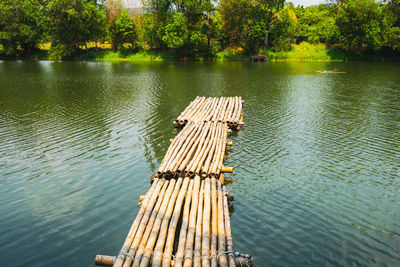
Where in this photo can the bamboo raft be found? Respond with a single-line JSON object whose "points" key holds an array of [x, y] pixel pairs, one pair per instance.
{"points": [[184, 217]]}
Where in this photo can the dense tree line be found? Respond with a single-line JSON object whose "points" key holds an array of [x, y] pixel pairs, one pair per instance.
{"points": [[198, 27]]}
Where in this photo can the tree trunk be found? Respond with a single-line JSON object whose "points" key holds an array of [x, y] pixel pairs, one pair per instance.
{"points": [[208, 32], [266, 39]]}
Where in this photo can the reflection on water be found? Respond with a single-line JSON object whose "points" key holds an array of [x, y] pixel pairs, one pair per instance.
{"points": [[317, 164]]}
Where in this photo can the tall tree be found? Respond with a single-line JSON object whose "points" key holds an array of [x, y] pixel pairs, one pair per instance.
{"points": [[21, 25], [359, 23], [73, 23]]}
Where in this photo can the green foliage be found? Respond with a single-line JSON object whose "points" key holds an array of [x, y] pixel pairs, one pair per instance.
{"points": [[73, 23], [21, 25], [283, 29], [316, 24], [360, 25], [122, 31], [199, 29], [176, 32]]}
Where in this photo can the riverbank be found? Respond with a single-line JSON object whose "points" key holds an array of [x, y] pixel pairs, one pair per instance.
{"points": [[300, 52]]}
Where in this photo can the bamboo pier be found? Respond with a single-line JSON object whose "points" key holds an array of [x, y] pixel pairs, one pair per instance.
{"points": [[184, 218]]}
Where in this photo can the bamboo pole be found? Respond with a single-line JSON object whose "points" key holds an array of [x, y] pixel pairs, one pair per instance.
{"points": [[207, 165], [197, 197], [229, 241], [222, 260], [195, 162], [137, 251], [144, 261], [207, 148], [184, 227], [199, 227], [188, 148], [214, 219], [227, 169], [166, 258], [158, 250], [135, 225], [205, 244], [104, 260], [141, 229]]}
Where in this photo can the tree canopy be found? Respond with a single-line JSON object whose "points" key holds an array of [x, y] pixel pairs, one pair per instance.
{"points": [[198, 27]]}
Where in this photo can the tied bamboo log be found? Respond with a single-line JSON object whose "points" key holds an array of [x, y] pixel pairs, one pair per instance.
{"points": [[166, 260], [198, 208], [222, 260], [199, 226], [184, 227], [104, 260], [205, 245], [158, 250], [135, 225], [214, 218], [229, 241], [139, 252], [192, 224], [144, 260]]}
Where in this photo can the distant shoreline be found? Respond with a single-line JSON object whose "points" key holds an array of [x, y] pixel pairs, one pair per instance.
{"points": [[303, 52]]}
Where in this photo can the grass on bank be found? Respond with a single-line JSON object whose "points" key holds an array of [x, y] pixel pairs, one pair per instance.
{"points": [[299, 52]]}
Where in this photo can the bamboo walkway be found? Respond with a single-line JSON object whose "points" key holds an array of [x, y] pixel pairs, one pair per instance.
{"points": [[184, 217]]}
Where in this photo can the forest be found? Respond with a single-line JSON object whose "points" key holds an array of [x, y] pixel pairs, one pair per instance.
{"points": [[197, 29]]}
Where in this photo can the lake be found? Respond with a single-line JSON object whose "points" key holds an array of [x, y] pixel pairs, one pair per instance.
{"points": [[317, 163]]}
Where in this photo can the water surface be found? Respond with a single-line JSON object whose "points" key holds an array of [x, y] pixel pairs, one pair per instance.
{"points": [[317, 163]]}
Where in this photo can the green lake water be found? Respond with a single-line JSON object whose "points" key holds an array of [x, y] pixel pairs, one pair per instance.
{"points": [[317, 163]]}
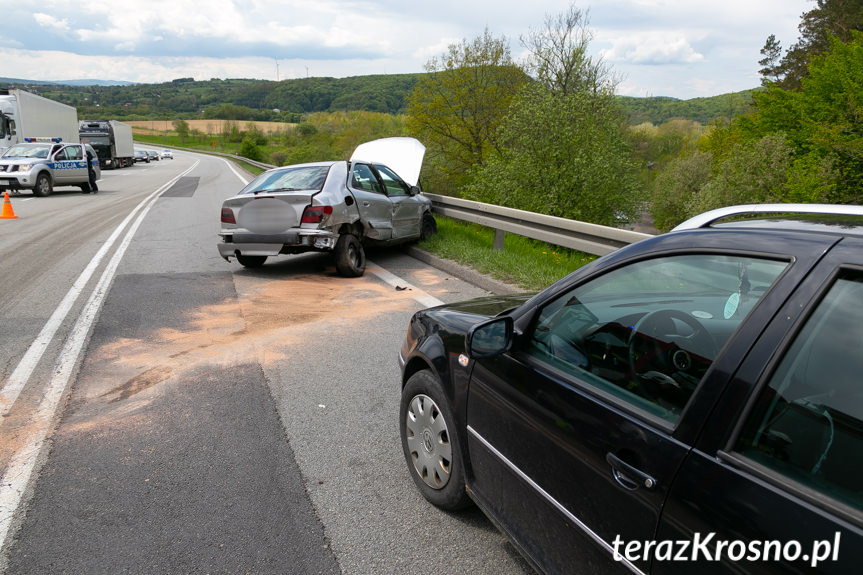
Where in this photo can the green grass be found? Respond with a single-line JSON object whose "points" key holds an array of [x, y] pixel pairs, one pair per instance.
{"points": [[527, 263]]}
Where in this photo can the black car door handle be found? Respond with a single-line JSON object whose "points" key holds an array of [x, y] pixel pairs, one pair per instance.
{"points": [[628, 476]]}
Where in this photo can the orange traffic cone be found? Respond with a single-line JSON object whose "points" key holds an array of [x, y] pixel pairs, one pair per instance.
{"points": [[8, 213]]}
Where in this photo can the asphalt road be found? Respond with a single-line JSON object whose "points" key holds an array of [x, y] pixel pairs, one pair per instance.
{"points": [[186, 415]]}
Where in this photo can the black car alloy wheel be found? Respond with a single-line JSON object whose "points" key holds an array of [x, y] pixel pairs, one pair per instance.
{"points": [[431, 443]]}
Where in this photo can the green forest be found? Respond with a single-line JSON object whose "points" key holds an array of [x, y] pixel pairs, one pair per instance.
{"points": [[292, 100], [550, 134]]}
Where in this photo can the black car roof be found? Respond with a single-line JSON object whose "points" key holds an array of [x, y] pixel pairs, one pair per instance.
{"points": [[820, 218]]}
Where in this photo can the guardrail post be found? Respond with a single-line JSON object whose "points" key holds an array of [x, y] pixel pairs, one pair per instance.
{"points": [[499, 236]]}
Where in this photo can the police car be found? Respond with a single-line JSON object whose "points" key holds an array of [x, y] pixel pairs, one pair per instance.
{"points": [[42, 165]]}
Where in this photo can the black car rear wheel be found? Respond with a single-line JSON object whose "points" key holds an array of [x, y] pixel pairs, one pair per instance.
{"points": [[431, 445]]}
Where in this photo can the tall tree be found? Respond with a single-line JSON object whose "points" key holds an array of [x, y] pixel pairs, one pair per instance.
{"points": [[559, 55], [565, 152], [830, 18], [456, 108], [772, 52]]}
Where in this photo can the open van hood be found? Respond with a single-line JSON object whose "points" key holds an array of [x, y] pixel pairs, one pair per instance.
{"points": [[402, 155]]}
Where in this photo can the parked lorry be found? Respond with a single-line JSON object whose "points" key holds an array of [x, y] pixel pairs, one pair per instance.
{"points": [[112, 141], [25, 116]]}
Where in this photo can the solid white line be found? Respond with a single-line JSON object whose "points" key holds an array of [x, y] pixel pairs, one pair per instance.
{"points": [[23, 463], [419, 295], [21, 375]]}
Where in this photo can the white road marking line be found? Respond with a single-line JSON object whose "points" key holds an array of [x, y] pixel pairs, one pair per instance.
{"points": [[23, 463], [19, 377], [419, 295]]}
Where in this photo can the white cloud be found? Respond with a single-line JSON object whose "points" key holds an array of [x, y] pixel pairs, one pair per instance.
{"points": [[678, 48], [652, 48], [48, 21]]}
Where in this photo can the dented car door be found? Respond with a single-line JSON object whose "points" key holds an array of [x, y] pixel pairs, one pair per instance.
{"points": [[375, 207]]}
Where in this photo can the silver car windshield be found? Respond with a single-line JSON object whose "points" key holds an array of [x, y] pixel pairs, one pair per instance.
{"points": [[289, 179]]}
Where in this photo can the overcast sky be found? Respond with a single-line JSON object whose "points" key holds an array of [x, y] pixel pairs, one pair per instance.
============================================================
> GOAL
Copy out all of the records above word for word, leaving the pictures out.

> RESULT
Where in this photo can the bamboo raft be found? Respond with a single-line JSON object whose "points" key holds an array of [x, y] pixel pairs, one pair per instance.
{"points": [[184, 217]]}
Where in this photo can the dense tree line be found? Respond with a single-line JSON object whose "points" key holds an array of [x, y] pixel pairs, one pair per instance.
{"points": [[198, 27]]}
Where in this photo can the tree trunk be found? Respond with a single-line JSON object whose "points" key holds an array of [x, y] pixel pairs, one pair per instance.
{"points": [[208, 32], [266, 39]]}
Where in this photo can the reflection on water be found? Respond with a single-line JSON object whose "points" key holds an array of [x, y] pixel pairs, one pair per instance.
{"points": [[317, 164]]}
Where in this photo can the tall tree be found? Respond with a single-line JSON object whose "points" key holds an array of [x, y] pixel pairs, one pair per instance.
{"points": [[21, 25], [359, 23], [73, 23]]}
Where in this photo can the green foliage be found? Respond with a single-line JSON object whose "points" key holds an array of [x, y] pixel pairs, one pair per instance.
{"points": [[73, 23], [21, 25], [283, 29], [316, 24], [360, 25], [122, 31], [199, 29], [176, 32]]}
Where in this photo can the riverbank be found? Respond with a single-line JSON object whose "points" key holds an array of [x, y] pixel pairs, one pair per instance.
{"points": [[300, 52]]}
Where in this photo can the bamboo pier be found? Respond with a single-line JSON object whose "points" key holds an array of [x, y] pixel pairs, one pair per instance.
{"points": [[184, 218]]}
Where in this photo can the bamboo pole be found? Respond with a single-line JSON object whose "points" key holds an array of [x, y] pixel pairs, one pair per instance.
{"points": [[207, 165], [197, 197], [229, 241], [222, 260], [195, 162], [137, 251], [144, 261], [207, 148], [184, 227], [199, 227], [188, 148], [214, 219], [227, 169], [166, 258], [158, 250], [135, 225], [205, 244], [104, 260], [141, 229]]}
Where in this photo can the tree canopy be found? Respond with a single-line JSON object whose "points" key holds an array of [x, y] pixel pairs, one pair per instance.
{"points": [[198, 27]]}
Where in this photo can the tied bamboo log be found? Respond with a single-line JSON object whose "points" key holds an array of [x, y] pixel pairs, one pair per instance.
{"points": [[166, 260], [198, 208], [222, 260], [199, 226], [184, 227], [104, 260], [205, 245], [158, 250], [135, 225], [214, 218], [229, 241], [139, 252], [192, 224], [144, 260]]}
Where in this photo can the distant shoreline be found? Respond with a single-line JSON object whose "points" key holds an array of [x, y] pixel pairs, one pair per instance.
{"points": [[303, 52]]}
Where in this photo can the grass on bank be found? Respond with a single-line JSON object whose "points" key holds an array of [x, y] pixel pairs, one pair per instance.
{"points": [[299, 52]]}
Where in this photo can the bamboo walkway be found? Respond with a single-line JSON object whose "points" key holds an array of [x, y] pixel pairs, one pair per instance.
{"points": [[184, 217]]}
Where in this photo can the forest be found? Respond with a single-line JSON object whose "points" key holds an array of [x, y] pixel pairs, one pair per instance.
{"points": [[197, 29]]}
Where in this photo can the lake be found? Respond with a single-line JSON object whose "points" key holds an array of [x, y] pixel pairs, one pair per instance.
{"points": [[317, 163]]}
Where in this photo can the water surface be found? Respond with a single-line JSON object whose "points" key holds an array of [x, y] pixel pairs, one pair per instance.
{"points": [[317, 163]]}
Where in this photo can the green lake water be found? Respond with a single-line JSON object whose "points" key holds an array of [x, y] pixel pairs, one pair per instance.
{"points": [[317, 163]]}
Where in this photo can the green grass be found? Respond with a single-line JSON object whose "points" key holds an array of [x, y] pixel pairs, one pair per instance.
{"points": [[527, 263]]}
Where in this photo can the black car door handle be found? Respond with a single-line JSON object whose "points" key holds an array of [x, y] pixel pairs, one pair per instance.
{"points": [[628, 476]]}
Where in this photo can the orange traffic cone be found? Respond with a single-line JSON object whose "points" key holds an array of [x, y] pixel pairs, one pair per instance.
{"points": [[8, 213]]}
Where in this photo can the asphalt road be found? Respond with a single-line JSON object whose "points" key holds an array of [x, y] pixel pairs, one pair per instance.
{"points": [[186, 415]]}
Where in this photo can the black car alloy wheel be found? Respond with a single-line JSON object whose "points" key holds an array of [x, y] pixel pairs, one pair per instance.
{"points": [[431, 443]]}
Where in this photo can the green forest be found? Respond with a single-line JSON object whose "points" key holds an array of [x, y] pixel pairs, one pair per instance.
{"points": [[292, 100], [550, 134]]}
Where in this photo can the black car roof be found? Respond with a single-line JSON object whose "points" key holds an array of [x, y] pixel pairs, one pair per instance.
{"points": [[820, 218]]}
Where in this photo can the guardrail post be found? Respond with a single-line JSON object whose "points" key holds an array of [x, y] pixel pairs, one pair per instance.
{"points": [[499, 236]]}
Where in this photo can the police car be found? Respond with a single-line JSON object whose "points" key holds an array of [x, y] pixel pairs, one pair per instance.
{"points": [[42, 165]]}
Where in this photo can the black car rear wheel be found? Respond with a single-line JSON object whose "points" key holds an array of [x, y] pixel pairs, one pair per instance.
{"points": [[431, 445]]}
Where in this photo can the tall tree be found? Respond with a single-line JSON object whose "points" key holds an array of [x, y] pixel pairs, one pair per instance.
{"points": [[559, 55], [565, 152], [830, 18], [456, 108], [772, 52]]}
Where in this photo can the open van hood be found? Respond with a single-line JSON object whose "points" key holds an array of [x, y] pixel pairs, one pair per instance.
{"points": [[402, 155]]}
Where in this photo can the parked lorry be found? Respond with a single-line JSON object whose "points" key holds an array of [x, y] pixel pairs, one pair per instance.
{"points": [[112, 141], [25, 116]]}
Where in this photo can the solid white line be found? Respond with a single-line JSON object whose "points" key holds an array of [x, y] pixel pairs, one pair per instance.
{"points": [[23, 463], [419, 295], [21, 375]]}
Where in this photo can the white road marking line be found? Respond with a single-line JSON object whose "points" key holds an array of [x, y] pixel pairs, one pair per instance.
{"points": [[23, 463], [19, 377], [419, 295]]}
Where in this photo can the white cloud be found? Respond with a single-line JSON object whose "points" key holds an array of [x, y] pixel pairs, one pair per instance.
{"points": [[678, 48], [652, 48], [48, 21]]}
Where in this photo can the dented car door be found? Respond with a single-line JSON object whose "points" key holds an array of [x, y] pixel pairs, one pair per instance.
{"points": [[375, 207]]}
Where in this photo can the silver car windshield be found? Respond with a single-line JSON object whose "points" key holds an array of [x, y] pixel pairs, one pair per instance.
{"points": [[289, 179]]}
Where in this photo can the overcast sky be found? Respond with a single-line JSON object whose "points" key holds an array of [x, y] pixel pairs, one pair per instance.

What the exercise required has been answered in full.